▶ [EXERCISE OBJECTIVE] Go through the data and report each line that holds the string "below".

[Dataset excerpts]
#####
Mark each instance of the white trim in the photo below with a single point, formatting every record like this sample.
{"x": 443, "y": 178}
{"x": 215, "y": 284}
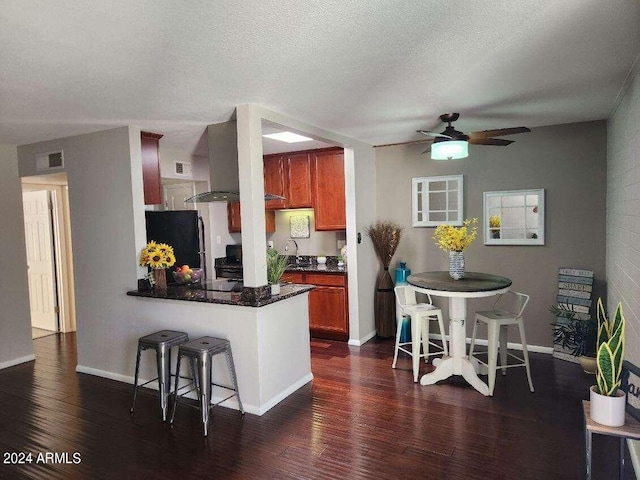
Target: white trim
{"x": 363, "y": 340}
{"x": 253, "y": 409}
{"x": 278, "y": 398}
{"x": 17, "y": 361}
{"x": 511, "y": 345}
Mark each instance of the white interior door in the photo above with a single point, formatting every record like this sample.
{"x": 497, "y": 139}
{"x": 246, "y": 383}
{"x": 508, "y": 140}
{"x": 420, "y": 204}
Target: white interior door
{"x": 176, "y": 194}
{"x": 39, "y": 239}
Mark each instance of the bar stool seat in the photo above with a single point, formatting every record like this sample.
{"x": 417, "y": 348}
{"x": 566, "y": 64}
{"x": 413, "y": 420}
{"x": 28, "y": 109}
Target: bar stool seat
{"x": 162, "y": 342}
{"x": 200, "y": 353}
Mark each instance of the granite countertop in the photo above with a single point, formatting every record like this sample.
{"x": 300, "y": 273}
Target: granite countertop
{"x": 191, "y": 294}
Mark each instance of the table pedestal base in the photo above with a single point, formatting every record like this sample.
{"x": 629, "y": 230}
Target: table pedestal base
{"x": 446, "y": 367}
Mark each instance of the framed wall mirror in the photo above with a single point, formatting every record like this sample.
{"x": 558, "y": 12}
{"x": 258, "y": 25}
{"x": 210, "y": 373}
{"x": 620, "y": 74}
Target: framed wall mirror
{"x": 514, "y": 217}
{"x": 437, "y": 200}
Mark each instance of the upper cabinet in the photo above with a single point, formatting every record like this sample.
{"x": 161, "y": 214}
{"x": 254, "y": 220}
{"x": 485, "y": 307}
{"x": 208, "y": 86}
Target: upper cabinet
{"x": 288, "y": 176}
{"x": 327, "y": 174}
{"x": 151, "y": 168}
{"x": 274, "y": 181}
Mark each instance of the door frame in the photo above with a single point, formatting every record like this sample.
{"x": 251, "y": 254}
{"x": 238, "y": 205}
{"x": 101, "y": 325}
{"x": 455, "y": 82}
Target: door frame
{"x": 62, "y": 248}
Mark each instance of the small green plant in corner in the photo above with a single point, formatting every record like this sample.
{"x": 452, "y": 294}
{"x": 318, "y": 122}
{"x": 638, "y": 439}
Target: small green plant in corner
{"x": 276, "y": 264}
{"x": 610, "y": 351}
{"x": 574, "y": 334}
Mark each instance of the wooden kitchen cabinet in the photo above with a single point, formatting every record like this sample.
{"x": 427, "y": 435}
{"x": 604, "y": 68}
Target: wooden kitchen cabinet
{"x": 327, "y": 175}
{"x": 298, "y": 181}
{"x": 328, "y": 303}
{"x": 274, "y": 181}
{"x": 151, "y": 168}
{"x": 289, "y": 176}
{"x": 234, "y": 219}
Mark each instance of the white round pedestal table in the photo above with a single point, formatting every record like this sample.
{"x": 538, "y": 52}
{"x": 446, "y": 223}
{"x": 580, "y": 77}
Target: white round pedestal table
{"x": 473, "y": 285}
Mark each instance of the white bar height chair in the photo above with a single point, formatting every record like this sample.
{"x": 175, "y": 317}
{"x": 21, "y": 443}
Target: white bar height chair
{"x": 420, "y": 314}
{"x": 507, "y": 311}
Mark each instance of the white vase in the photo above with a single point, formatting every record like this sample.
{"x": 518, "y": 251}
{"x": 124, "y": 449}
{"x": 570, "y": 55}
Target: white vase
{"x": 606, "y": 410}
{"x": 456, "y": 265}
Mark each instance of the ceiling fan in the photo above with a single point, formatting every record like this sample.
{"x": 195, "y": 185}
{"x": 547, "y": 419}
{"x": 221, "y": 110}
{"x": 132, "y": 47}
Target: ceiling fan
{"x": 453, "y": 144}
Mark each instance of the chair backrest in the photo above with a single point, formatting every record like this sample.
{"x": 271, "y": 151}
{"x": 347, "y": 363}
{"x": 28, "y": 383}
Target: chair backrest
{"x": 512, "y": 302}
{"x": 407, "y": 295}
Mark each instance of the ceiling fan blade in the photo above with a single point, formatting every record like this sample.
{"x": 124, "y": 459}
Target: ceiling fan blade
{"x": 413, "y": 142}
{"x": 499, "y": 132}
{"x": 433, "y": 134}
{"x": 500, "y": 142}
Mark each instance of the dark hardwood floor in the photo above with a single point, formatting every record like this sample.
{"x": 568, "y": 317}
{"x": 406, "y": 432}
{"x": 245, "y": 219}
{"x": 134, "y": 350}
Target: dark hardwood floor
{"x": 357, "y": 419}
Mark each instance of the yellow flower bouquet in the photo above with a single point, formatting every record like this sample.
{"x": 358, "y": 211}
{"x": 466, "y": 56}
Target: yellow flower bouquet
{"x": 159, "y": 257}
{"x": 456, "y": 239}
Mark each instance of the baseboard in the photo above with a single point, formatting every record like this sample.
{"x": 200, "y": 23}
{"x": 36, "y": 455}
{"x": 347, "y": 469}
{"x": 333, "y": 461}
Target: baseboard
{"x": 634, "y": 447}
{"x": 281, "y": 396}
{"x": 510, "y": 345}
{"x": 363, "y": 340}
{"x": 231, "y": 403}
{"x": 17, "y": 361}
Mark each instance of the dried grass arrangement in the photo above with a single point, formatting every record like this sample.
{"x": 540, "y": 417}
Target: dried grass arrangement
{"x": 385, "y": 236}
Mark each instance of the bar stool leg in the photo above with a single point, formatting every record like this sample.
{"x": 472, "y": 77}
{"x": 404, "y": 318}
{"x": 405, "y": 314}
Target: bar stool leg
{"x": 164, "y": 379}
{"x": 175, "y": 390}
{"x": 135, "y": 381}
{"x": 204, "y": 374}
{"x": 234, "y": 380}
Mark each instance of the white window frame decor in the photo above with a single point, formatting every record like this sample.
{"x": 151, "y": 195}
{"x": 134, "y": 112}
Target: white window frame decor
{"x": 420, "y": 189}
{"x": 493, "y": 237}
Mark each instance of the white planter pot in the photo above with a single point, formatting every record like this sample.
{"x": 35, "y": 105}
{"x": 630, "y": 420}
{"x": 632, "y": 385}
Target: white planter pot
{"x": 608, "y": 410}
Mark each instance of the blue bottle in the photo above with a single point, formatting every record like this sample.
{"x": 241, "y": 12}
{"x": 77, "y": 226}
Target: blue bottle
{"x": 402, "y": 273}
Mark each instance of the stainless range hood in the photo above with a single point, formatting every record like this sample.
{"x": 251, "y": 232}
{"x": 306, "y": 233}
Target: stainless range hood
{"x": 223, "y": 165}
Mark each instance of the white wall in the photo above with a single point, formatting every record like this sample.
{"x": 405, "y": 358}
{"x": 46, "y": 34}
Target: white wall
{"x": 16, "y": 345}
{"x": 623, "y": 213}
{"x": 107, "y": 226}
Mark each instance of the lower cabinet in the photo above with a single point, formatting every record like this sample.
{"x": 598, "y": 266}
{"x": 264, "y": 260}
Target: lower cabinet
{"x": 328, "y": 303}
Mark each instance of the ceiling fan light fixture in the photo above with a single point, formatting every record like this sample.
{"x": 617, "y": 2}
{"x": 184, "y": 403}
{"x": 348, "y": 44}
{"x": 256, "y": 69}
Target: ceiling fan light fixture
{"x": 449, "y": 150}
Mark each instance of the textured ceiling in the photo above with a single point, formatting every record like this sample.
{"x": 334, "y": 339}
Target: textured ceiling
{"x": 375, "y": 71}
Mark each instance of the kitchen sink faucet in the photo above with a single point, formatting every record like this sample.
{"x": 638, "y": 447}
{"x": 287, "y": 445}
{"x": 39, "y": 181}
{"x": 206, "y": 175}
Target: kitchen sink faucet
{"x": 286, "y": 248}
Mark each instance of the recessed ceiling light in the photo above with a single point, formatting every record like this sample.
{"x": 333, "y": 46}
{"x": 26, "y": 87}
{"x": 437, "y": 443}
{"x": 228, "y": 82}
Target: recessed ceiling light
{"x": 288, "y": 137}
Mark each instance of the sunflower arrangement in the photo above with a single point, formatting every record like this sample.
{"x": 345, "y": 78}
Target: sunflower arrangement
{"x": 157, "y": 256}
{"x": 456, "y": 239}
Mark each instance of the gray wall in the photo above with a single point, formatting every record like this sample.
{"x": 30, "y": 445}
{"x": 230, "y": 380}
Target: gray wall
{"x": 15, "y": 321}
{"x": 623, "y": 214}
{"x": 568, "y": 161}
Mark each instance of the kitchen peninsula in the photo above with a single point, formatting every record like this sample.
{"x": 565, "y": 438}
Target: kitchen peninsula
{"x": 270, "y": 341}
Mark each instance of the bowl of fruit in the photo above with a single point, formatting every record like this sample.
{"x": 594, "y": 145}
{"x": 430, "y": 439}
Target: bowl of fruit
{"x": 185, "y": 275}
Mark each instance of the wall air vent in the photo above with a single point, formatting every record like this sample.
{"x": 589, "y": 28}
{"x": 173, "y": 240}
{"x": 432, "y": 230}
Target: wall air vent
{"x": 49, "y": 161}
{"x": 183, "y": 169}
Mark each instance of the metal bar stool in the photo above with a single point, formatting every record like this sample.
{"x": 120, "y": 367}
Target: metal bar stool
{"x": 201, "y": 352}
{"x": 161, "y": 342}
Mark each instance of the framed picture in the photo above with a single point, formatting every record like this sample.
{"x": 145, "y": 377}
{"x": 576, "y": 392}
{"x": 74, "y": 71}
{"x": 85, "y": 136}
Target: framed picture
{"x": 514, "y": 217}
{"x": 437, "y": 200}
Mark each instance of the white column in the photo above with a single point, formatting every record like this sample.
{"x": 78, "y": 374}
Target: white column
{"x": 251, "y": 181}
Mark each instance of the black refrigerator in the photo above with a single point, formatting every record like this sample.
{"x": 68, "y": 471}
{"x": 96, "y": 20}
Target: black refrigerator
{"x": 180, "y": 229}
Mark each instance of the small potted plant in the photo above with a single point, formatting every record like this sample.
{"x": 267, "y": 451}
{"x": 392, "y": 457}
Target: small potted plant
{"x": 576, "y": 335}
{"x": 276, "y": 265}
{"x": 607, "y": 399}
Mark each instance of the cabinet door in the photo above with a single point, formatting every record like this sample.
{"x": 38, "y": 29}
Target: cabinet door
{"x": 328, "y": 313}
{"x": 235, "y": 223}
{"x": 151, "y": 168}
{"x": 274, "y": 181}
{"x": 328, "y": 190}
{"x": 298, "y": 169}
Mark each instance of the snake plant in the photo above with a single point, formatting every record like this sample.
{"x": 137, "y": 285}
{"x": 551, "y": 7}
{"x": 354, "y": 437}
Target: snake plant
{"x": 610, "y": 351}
#####
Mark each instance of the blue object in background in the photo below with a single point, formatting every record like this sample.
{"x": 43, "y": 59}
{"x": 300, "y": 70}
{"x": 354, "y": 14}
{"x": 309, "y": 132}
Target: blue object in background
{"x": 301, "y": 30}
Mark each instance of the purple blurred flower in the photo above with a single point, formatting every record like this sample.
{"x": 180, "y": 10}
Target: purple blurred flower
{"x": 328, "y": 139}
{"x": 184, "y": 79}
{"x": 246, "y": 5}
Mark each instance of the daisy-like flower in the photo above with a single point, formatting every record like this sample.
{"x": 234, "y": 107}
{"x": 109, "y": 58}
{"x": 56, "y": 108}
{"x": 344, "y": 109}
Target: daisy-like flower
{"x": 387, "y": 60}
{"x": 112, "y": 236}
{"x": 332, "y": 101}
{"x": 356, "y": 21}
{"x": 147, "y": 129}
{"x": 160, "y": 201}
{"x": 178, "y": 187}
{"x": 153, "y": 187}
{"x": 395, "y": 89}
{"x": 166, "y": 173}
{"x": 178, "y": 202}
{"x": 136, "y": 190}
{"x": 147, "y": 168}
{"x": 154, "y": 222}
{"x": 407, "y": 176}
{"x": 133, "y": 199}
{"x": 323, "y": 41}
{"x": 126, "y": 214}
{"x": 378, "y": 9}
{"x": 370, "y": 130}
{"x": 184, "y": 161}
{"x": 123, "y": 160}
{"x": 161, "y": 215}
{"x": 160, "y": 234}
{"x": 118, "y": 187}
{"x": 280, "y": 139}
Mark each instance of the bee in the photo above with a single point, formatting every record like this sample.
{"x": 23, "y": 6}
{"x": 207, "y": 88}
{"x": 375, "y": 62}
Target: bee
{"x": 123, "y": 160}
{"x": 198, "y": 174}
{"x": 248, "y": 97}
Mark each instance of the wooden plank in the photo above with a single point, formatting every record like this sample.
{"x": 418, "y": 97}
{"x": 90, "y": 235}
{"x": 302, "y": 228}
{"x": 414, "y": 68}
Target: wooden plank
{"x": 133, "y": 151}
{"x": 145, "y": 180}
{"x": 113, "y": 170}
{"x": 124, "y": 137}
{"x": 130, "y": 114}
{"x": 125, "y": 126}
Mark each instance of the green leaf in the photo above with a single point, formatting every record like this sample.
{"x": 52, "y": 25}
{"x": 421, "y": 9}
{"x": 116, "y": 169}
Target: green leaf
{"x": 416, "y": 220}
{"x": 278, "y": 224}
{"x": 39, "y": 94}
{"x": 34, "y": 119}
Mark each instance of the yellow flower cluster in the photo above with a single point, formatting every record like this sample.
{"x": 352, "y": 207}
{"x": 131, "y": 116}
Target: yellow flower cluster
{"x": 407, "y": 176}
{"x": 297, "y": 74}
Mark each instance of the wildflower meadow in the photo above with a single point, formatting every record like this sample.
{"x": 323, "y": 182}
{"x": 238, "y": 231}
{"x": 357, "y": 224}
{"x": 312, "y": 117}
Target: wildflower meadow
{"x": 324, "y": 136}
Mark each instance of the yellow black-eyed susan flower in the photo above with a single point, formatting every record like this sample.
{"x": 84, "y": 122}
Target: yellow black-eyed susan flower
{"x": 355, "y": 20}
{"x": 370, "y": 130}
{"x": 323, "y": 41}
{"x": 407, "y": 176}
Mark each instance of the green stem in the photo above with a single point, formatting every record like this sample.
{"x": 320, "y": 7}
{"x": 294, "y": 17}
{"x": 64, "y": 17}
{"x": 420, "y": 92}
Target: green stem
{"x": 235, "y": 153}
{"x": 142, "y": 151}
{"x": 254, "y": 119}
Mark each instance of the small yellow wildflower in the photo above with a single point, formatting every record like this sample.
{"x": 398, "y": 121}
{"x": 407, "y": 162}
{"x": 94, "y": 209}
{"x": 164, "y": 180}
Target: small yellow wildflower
#####
▶ [ANSWER BOX]
Mark each instance of the white trim in the photo below with a single point, formatting every record like this sample.
Mark each instance of the blue object in background in the photo below with a single point, formatting every record like this sample.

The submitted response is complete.